## Textauszug
%%
Bei einem meiner Vorfahren (Georg Held, Dekanat Gräfenberg, Hiltpoltstein) fehlen alle Kinder in den Taufbüchern.
Seine Heirat 1784 ist verzeichnet, auch die Konfirmation seiner Kinder (1798, 1800, 1806, 1809) und deren Heiraten, aber ihre Taufen fehlen.
Welchen Grund kann das haben?

Seine Heirat hatte erst einen Dispens bekommen müssen, da er und seine Frau Geschwisterkinder waren. Kann es damit zu tun haben? Mussten die Kinder deshalb anderswo getauft werden?
 
nein das ist sicher nicht der Grund,
er wird wohl wo anders in dieser Zeit gewohnt haben und die Taufen dort zu finden sein.
Würde die Gemeinden herum mal durchsehn.

Sven
 
Die Copulation (mit sehr langer Ausführung den Dispens betreffend) und die Taufen seiner Kinder (z.B. Margaretha) ließ das Paar, welches offenbar zu dieser Zeit in Almos lebte, in der katholischen Pfarrei Obertrubach vornehmen. Auch andere Nicht-Katholiken sind im KB Obertrubach zu finden, die das so handhaben. In dieser konfessionell so kleinräumigen, ja regelrecht "gescheckten" Ecke, war, was die Amtshandlungen betrifft, auch viel Gewohnheitsrecht im Spiel, auch wenn Almos jetzt nicht unbedingt näher an Obertrubach als an Hiltpoltstein liegt. Manchmal spielten auch die Höhe der zu entrichtenden Gebühren eine Rolle, die Leute bevorzugten natürlich die günstigeren Konditionen und bestanden dann auf dem "Hergebrachten". Und die Verantwortlichen in den Kirchengemeinden und insbesondere die Grundherren stritten sich teilweise bis aufs Blut, letztendlich wohl mehr aus materiellen denn aus ideellen Gründen.
%%
## Anweisung A
In welcher Pfarrei ließ das Paar laut Textauszug die Taufen seiner Kinder vornehmen?

(Gespeicherte Einträge)
%%
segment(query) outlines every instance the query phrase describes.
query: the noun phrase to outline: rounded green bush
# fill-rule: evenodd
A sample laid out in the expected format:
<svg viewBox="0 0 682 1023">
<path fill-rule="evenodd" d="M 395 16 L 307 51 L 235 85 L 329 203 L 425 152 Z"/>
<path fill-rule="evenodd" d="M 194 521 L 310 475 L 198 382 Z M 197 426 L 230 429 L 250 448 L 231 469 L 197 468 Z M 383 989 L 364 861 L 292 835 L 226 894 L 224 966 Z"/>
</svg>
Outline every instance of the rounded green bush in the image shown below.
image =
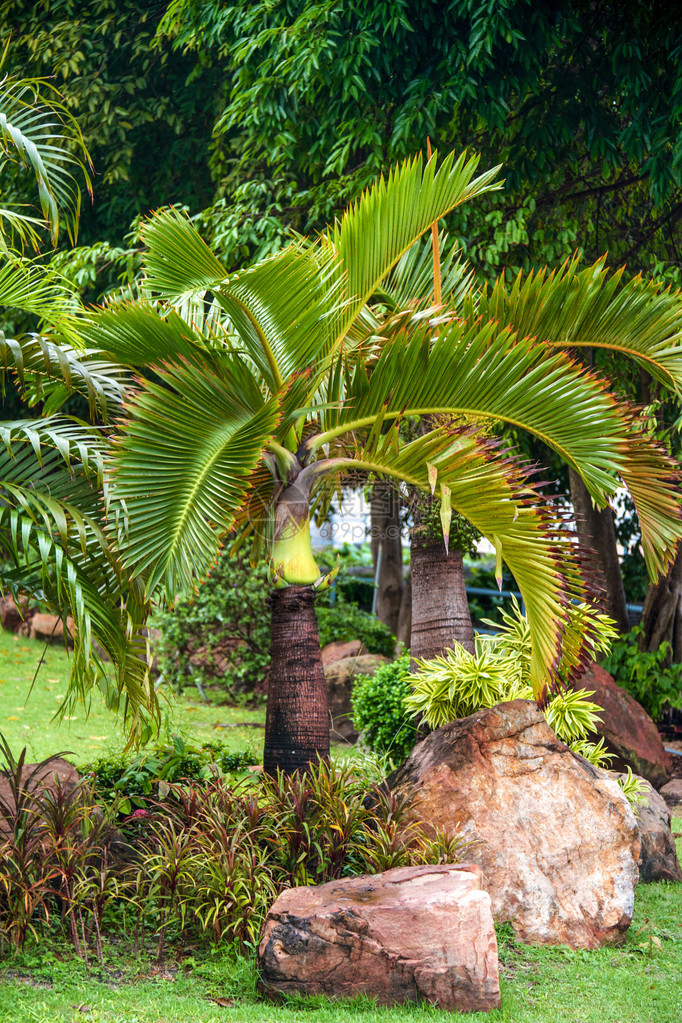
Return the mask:
<svg viewBox="0 0 682 1023">
<path fill-rule="evenodd" d="M 373 675 L 359 675 L 353 685 L 353 721 L 363 742 L 395 764 L 408 756 L 417 738 L 414 718 L 405 707 L 410 688 L 410 658 L 399 657 Z"/>
</svg>

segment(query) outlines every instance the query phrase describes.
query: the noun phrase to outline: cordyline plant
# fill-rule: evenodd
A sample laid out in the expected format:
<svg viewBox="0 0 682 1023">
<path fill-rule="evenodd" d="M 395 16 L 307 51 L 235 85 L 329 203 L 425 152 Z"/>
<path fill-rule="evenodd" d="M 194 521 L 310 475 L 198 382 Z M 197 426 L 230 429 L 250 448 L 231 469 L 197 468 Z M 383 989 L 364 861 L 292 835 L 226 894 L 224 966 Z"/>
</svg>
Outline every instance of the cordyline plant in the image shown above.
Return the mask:
<svg viewBox="0 0 682 1023">
<path fill-rule="evenodd" d="M 562 351 L 625 351 L 677 386 L 679 296 L 624 284 L 601 263 L 582 271 L 570 263 L 488 293 L 451 265 L 435 307 L 419 239 L 454 207 L 498 187 L 497 169 L 476 177 L 476 164 L 408 161 L 315 241 L 235 273 L 187 218 L 161 211 L 143 228 L 140 293 L 80 321 L 82 353 L 20 346 L 25 380 L 48 407 L 76 388 L 102 417 L 120 416 L 109 538 L 145 601 L 191 591 L 227 536 L 269 562 L 269 771 L 328 753 L 313 605 L 329 577 L 316 565 L 310 523 L 349 481 L 382 477 L 433 491 L 446 535 L 457 511 L 495 545 L 526 604 L 541 702 L 559 664 L 579 670 L 587 656 L 566 613 L 586 586 L 560 516 L 495 427 L 540 438 L 599 503 L 628 487 L 652 575 L 682 535 L 672 462 L 636 412 Z"/>
</svg>

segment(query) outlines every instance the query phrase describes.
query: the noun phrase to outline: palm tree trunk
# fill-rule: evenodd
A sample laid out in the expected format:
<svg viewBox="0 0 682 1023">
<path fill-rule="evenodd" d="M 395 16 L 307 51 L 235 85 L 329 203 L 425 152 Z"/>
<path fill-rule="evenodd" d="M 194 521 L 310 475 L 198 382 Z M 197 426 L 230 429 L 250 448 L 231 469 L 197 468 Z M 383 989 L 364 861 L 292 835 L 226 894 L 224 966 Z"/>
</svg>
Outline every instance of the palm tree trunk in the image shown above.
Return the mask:
<svg viewBox="0 0 682 1023">
<path fill-rule="evenodd" d="M 575 470 L 569 469 L 571 500 L 576 513 L 576 529 L 588 574 L 601 591 L 602 610 L 616 621 L 621 632 L 630 629 L 621 562 L 616 546 L 616 527 L 610 508 L 595 508 L 587 487 Z"/>
<path fill-rule="evenodd" d="M 680 611 L 682 609 L 682 548 L 665 576 L 649 583 L 642 608 L 641 650 L 655 651 L 662 642 L 671 644 L 673 660 L 680 660 Z"/>
<path fill-rule="evenodd" d="M 412 530 L 412 633 L 410 654 L 438 657 L 453 639 L 473 653 L 473 626 L 464 587 L 462 552 L 446 554 L 443 537 L 415 513 Z"/>
<path fill-rule="evenodd" d="M 327 688 L 310 586 L 271 596 L 272 635 L 263 765 L 287 774 L 329 757 Z"/>
<path fill-rule="evenodd" d="M 371 541 L 374 573 L 378 564 L 376 617 L 398 634 L 403 602 L 403 547 L 400 528 L 400 494 L 391 483 L 380 480 L 372 487 Z M 380 558 L 380 564 L 379 564 Z"/>
</svg>

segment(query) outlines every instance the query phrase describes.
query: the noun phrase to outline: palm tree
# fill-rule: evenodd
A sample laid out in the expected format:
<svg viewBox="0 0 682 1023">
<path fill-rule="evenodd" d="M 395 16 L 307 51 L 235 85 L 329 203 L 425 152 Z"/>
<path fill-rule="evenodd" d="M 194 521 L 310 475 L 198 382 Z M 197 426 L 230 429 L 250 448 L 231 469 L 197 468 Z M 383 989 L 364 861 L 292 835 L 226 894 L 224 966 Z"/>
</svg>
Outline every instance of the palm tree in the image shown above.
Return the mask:
<svg viewBox="0 0 682 1023">
<path fill-rule="evenodd" d="M 0 68 L 6 56 L 7 49 Z M 13 248 L 38 248 L 42 228 L 53 244 L 62 225 L 75 238 L 81 205 L 75 172 L 90 185 L 82 135 L 49 83 L 11 75 L 0 81 L 0 154 L 4 165 L 33 173 L 44 218 L 15 206 L 0 209 L 0 308 L 20 311 L 39 327 L 18 339 L 0 331 L 0 359 L 5 369 L 13 367 L 30 404 L 48 399 L 41 416 L 0 421 L 0 584 L 39 599 L 73 631 L 61 712 L 98 686 L 110 707 L 123 704 L 131 735 L 140 735 L 145 712 L 158 710 L 144 628 L 148 603 L 143 587 L 121 572 L 105 534 L 106 436 L 60 412 L 75 387 L 90 399 L 93 415 L 120 409 L 127 377 L 119 366 L 85 365 L 69 344 L 82 313 L 78 296 L 49 264 Z"/>
<path fill-rule="evenodd" d="M 456 511 L 491 540 L 526 602 L 541 701 L 560 660 L 580 666 L 584 636 L 567 628 L 566 609 L 586 586 L 560 516 L 490 427 L 541 438 L 597 501 L 628 486 L 652 574 L 682 535 L 672 463 L 604 382 L 514 329 L 511 314 L 482 312 L 470 286 L 437 316 L 424 303 L 392 306 L 392 271 L 415 258 L 419 237 L 495 187 L 497 169 L 475 169 L 465 157 L 438 171 L 436 158 L 408 161 L 315 242 L 233 274 L 184 216 L 162 211 L 143 228 L 142 293 L 81 321 L 87 354 L 62 353 L 78 367 L 71 386 L 100 414 L 106 389 L 138 374 L 107 487 L 123 573 L 144 599 L 192 590 L 227 536 L 269 561 L 268 770 L 328 752 L 314 599 L 329 578 L 310 522 L 344 485 L 385 478 L 435 492 L 446 535 Z M 643 345 L 648 358 L 650 338 Z M 670 364 L 675 346 L 660 346 Z M 56 352 L 47 362 L 54 370 Z M 45 381 L 40 358 L 31 369 L 48 400 L 62 387 L 63 373 Z"/>
<path fill-rule="evenodd" d="M 441 249 L 448 251 L 447 238 L 441 238 Z M 452 260 L 452 251 L 447 258 Z M 519 273 L 511 280 L 502 276 L 492 287 L 486 284 L 476 287 L 472 277 L 469 283 L 462 295 L 461 287 L 449 292 L 448 280 L 444 279 L 449 308 L 463 316 L 470 317 L 475 311 L 484 319 L 506 322 L 520 335 L 535 338 L 548 351 L 576 354 L 585 349 L 602 349 L 613 357 L 634 362 L 669 392 L 679 393 L 682 371 L 679 293 L 671 293 L 656 282 L 645 282 L 641 276 L 625 279 L 625 268 L 612 273 L 603 258 L 593 266 L 581 268 L 574 257 L 551 272 Z M 625 413 L 640 414 L 622 399 L 620 403 Z M 570 472 L 580 482 L 585 500 L 592 503 L 593 495 L 580 476 L 573 468 Z M 649 555 L 652 553 L 649 551 Z M 596 559 L 602 553 L 588 551 L 588 559 L 590 555 Z M 598 563 L 591 571 L 600 582 L 602 573 Z M 457 547 L 448 552 L 433 530 L 425 537 L 417 534 L 412 547 L 412 576 L 413 599 L 418 609 L 412 629 L 413 658 L 439 656 L 453 638 L 471 649 L 473 633 L 461 552 Z M 446 601 L 434 599 L 433 594 L 440 592 L 447 592 Z"/>
<path fill-rule="evenodd" d="M 9 44 L 0 57 L 7 61 Z M 45 79 L 0 78 L 0 169 L 14 164 L 32 172 L 42 218 L 21 205 L 0 207 L 0 251 L 9 256 L 17 246 L 40 246 L 40 230 L 49 229 L 56 246 L 64 225 L 74 240 L 78 234 L 81 188 L 78 175 L 90 190 L 90 157 L 81 130 L 61 102 L 57 89 Z"/>
</svg>

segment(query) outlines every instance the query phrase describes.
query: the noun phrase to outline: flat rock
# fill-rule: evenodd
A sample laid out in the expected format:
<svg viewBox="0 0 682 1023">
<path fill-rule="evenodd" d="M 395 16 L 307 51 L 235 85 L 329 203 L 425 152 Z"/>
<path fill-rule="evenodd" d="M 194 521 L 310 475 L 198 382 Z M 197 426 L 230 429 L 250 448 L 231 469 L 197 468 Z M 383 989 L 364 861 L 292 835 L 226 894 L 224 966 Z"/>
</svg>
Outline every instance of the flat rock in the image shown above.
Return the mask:
<svg viewBox="0 0 682 1023">
<path fill-rule="evenodd" d="M 682 806 L 682 777 L 674 777 L 672 782 L 664 785 L 661 795 L 671 809 Z"/>
<path fill-rule="evenodd" d="M 640 779 L 646 791 L 647 803 L 635 807 L 642 849 L 639 854 L 639 880 L 682 881 L 675 839 L 670 830 L 671 812 L 652 785 Z M 671 783 L 672 784 L 672 783 Z"/>
<path fill-rule="evenodd" d="M 438 728 L 389 779 L 412 815 L 475 840 L 498 923 L 521 941 L 597 948 L 632 920 L 640 838 L 616 777 L 528 700 Z"/>
<path fill-rule="evenodd" d="M 275 996 L 366 994 L 460 1012 L 500 1005 L 490 897 L 466 863 L 290 888 L 268 914 L 259 965 Z"/>
<path fill-rule="evenodd" d="M 603 738 L 608 752 L 616 757 L 611 763 L 613 770 L 631 767 L 654 789 L 670 781 L 670 754 L 666 753 L 655 724 L 634 697 L 617 685 L 598 664 L 591 665 L 581 675 L 575 688 L 594 691 L 591 699 L 603 707 L 601 723 L 590 738 Z"/>
<path fill-rule="evenodd" d="M 324 666 L 332 741 L 347 743 L 357 741 L 359 732 L 353 724 L 351 707 L 353 682 L 358 675 L 373 675 L 377 668 L 388 662 L 389 658 L 381 654 L 361 654 L 345 657 L 340 661 L 332 661 Z"/>
</svg>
%%
## Anweisung B
Filtere bitte die Auflistung und gib jede Zeile unverändert wieder, die die Zeichenfolge „trunk“ enthält.

## Antwort zur Aufgabe A
In der katholischen Pfarrei Obertrubach.

## Antwort zur Aufgabe B
query: the noun phrase to outline: palm tree trunk
Outline every instance of the palm tree trunk in the image shown above.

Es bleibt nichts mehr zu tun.